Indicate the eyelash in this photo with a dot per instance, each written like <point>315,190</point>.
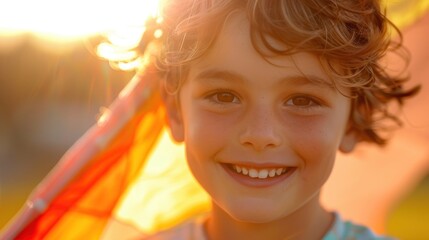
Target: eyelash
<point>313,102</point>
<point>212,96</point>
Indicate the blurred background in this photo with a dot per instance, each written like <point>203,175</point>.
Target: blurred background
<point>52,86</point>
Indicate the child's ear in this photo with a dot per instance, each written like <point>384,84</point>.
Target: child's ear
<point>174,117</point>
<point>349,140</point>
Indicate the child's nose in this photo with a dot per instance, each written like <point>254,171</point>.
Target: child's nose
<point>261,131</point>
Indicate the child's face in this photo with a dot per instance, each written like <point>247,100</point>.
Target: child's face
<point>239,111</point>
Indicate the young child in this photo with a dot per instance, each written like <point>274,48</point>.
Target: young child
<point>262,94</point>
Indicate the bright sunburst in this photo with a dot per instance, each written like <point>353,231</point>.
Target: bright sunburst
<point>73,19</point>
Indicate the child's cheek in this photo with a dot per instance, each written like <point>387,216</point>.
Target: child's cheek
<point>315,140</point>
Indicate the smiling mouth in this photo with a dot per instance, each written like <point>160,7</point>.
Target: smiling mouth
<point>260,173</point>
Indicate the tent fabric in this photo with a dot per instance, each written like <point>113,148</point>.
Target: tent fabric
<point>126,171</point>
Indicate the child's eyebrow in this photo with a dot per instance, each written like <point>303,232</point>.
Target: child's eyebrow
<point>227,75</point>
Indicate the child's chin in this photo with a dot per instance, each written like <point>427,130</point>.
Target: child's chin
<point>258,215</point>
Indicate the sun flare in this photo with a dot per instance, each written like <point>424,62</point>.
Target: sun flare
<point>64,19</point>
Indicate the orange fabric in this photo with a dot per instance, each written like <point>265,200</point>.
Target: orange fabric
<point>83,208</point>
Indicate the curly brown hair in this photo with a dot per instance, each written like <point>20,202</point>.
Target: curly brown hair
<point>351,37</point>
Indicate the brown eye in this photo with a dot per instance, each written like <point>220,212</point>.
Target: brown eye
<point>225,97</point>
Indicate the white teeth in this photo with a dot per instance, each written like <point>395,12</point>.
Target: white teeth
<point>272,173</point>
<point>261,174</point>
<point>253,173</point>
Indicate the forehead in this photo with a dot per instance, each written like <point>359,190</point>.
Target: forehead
========================================
Requirements ▸ Reproduce all of the entries above word for word, leaving the picture out of your copy.

Answer to the problem ▸
Indicate the eyelash in this photo with a dot per instance, each written like <point>315,190</point>.
Target: eyelash
<point>313,102</point>
<point>212,96</point>
Indicate the blurred background in this photo with a dot per instance, each written like <point>203,175</point>.
Target: blurred background
<point>52,86</point>
Indicate the child's ear in this photo with a dot per instance, each written like <point>384,84</point>.
Target: child's ear
<point>174,117</point>
<point>349,140</point>
Indicate the child's nose in this photo with a dot per instance, each written like <point>254,171</point>.
Target: child's nose
<point>261,131</point>
Indicate the child's face in this photo with a dot per instance, each written like <point>247,100</point>.
Target: child's face
<point>239,111</point>
Indicate the young child in this photo with a dot per instance, each written like <point>274,48</point>.
Target: young child
<point>262,94</point>
Indicate the bright sunburst in this photo with a dot per instance, each written like <point>353,231</point>.
Target: bright sunburst
<point>73,19</point>
Indicate the child's cheek in this photo with a dot per instance, each written like <point>387,216</point>.
Target: child's cheek
<point>315,140</point>
Indicate the smiling mouth in this photo with a dot per instance, each written like <point>160,7</point>.
Target: smiling mouth
<point>260,173</point>
Indicate the tent fabric in this photo with a dot per instance, each written like <point>113,148</point>.
Target: tent fabric
<point>126,171</point>
Indicate the child's eyebrow in this photo with a dot per instance, each written like <point>303,232</point>.
Target: child's eyebrow
<point>227,75</point>
Indicate the child's chin in this photo with a dot per instance, each written like <point>427,130</point>.
Target: child's chin
<point>258,215</point>
Indicate the sun flare in this photo with a dot per instance, each written like <point>424,62</point>.
Target: sun flare
<point>64,19</point>
Indicate the orange fabric in this photo with a dot per instance, each written like <point>265,200</point>.
Target: orange fabric
<point>83,208</point>
Indicate the curly brown hair in this photo with a dot per instance, each written like <point>20,202</point>.
Target: curly brown hair
<point>351,37</point>
Indicate the brown eye in this photo with a dot per instance, each written like <point>220,212</point>.
Target: brown eye
<point>225,97</point>
Indicate the white teeth in this photo with a dot per instance, each written like <point>395,12</point>.
Target: white teeth
<point>272,173</point>
<point>261,174</point>
<point>253,173</point>
Indicate the forehead in this photo with a dot per instance, each written like <point>359,190</point>.
Target: forehead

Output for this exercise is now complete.